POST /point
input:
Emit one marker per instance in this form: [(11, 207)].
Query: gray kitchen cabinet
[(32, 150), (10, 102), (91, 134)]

▸ PROBLEM DETAILS: From the data above, extract every line in its exact form.

▸ REPLY:
POST /point
input:
Emit one marker per instance in this form: [(11, 207)].
Query: gray kitchen cabinet
[(32, 150), (10, 102), (91, 134)]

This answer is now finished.